Aim = Repeat each record exactly. Any picture gets left out.

Information given =
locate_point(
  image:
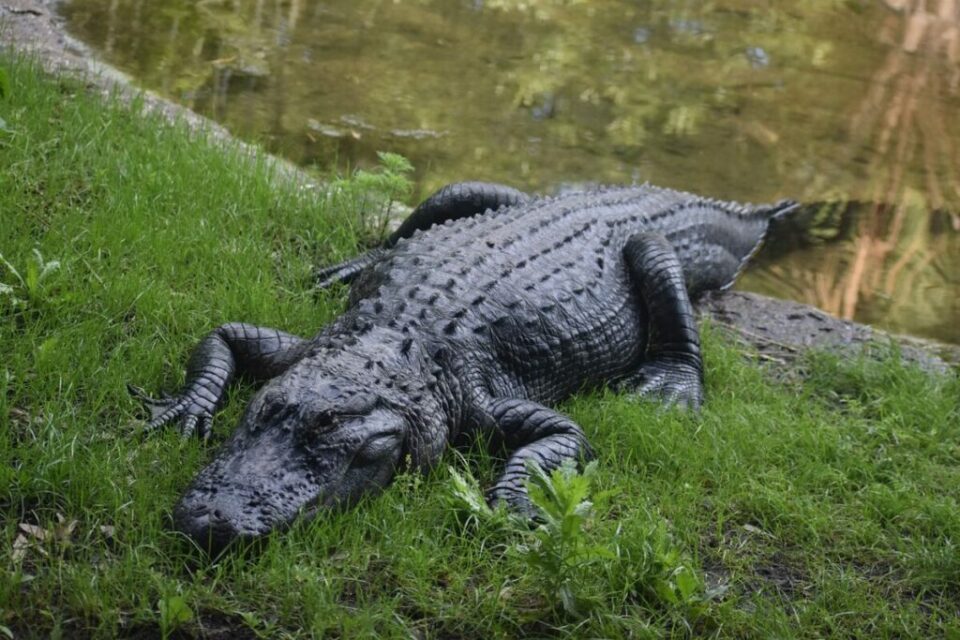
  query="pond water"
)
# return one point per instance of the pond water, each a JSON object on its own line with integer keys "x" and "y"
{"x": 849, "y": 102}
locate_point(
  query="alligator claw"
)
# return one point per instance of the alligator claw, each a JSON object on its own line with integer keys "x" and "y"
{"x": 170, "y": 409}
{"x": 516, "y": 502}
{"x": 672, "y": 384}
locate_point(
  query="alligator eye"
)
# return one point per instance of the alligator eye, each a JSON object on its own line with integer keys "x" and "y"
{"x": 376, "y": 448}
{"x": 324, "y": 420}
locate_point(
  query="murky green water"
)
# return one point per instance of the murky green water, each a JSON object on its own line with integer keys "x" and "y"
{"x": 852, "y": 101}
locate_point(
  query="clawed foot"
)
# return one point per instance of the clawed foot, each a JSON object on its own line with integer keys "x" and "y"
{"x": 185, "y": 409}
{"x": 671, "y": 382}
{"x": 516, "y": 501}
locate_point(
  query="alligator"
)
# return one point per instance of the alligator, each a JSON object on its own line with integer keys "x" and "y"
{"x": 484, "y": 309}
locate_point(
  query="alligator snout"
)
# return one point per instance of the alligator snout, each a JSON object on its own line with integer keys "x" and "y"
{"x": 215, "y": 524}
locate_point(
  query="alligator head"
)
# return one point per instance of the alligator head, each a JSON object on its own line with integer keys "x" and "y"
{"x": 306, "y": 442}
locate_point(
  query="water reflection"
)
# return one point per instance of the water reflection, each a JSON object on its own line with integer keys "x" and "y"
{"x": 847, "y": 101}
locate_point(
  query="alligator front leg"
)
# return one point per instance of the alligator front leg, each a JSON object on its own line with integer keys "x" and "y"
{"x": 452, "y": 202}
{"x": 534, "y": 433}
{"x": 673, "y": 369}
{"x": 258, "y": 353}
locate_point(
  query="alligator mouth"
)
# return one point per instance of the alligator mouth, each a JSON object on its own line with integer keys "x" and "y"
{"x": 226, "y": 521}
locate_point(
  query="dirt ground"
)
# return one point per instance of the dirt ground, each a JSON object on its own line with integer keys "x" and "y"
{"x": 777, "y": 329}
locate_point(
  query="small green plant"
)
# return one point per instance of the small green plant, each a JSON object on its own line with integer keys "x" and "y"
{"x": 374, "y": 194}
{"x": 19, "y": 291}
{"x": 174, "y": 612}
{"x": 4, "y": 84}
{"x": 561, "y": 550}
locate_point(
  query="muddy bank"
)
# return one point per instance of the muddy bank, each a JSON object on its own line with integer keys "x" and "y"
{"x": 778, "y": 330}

Solution for this problem =
locate_point(
  image:
  query="pond water"
)
# return one point per instance of the pond water, each a JSON object on its own line with integer keys "x" and "y"
{"x": 849, "y": 102}
locate_point(
  query="alligator claw"
)
# return one point per instance of the alligator claw, each a JSON object on its own line with integer keys "x" and "y"
{"x": 170, "y": 409}
{"x": 516, "y": 502}
{"x": 672, "y": 384}
locate_point(
  query="alligator eye"
)
# return one point per instance of the alligator eye, each a JSON object on its own line with integer keys "x" and "y"
{"x": 376, "y": 448}
{"x": 324, "y": 420}
locate_point(
  query="murky green water"
)
# return one point per instance of the murky green water, each a JSON object on its own line with integer keys "x" and "y"
{"x": 852, "y": 101}
locate_point(
  query="clawed foot"
)
# return one point per instance of the clawed foot, each a JSON object on its own line with integer keys "x" and "y"
{"x": 185, "y": 409}
{"x": 671, "y": 382}
{"x": 516, "y": 501}
locate_point(
  query="alligator"
)
# return one point per instance of the alligator, each a JSON object on its own line with integer keys "x" and "y"
{"x": 484, "y": 309}
locate_point(
  query="alligator snout"
)
# return one point per instance of the alligator snout, each a JSON object on its own line with integer keys "x" and "y"
{"x": 215, "y": 524}
locate_point(
  query="alligator head"
)
# return one point per instance of the alligator head, each a JSON object on its own line with integer keys "x" and "y"
{"x": 306, "y": 442}
locate_point(
  query="water reflection"
)
# return one point per instance of the water reflection, each a JSON object on its own line with integer keys "x" and "y"
{"x": 847, "y": 101}
locate_point(
  query="alligator front leg"
)
# return one point per instance of the alligator front leg, each a JSON object on its own line with integer keys "x" and "y"
{"x": 452, "y": 202}
{"x": 534, "y": 433}
{"x": 673, "y": 369}
{"x": 258, "y": 353}
locate_point(
  query="alligator mouth"
)
# return one point per instance of the alligator mouth, each a JSON object on its own line with integer keys "x" and "y"
{"x": 226, "y": 521}
locate_point(
  query="dirt ground"
)
# return one point per instance of the dirt ground, each a JSON object on its own line with integer keys "x" and "y"
{"x": 777, "y": 329}
locate_point(
  query="small green plant"
)
# return one point per instance of the small green plant, each a JSON object on its own line with integer keys "x" and "y"
{"x": 374, "y": 194}
{"x": 19, "y": 291}
{"x": 174, "y": 612}
{"x": 4, "y": 84}
{"x": 561, "y": 550}
locate_point(
  query="muddy bank"
)
# return one point per instance of the muddy bank, each a JSON object on its own line with integer keys "x" and "y"
{"x": 778, "y": 330}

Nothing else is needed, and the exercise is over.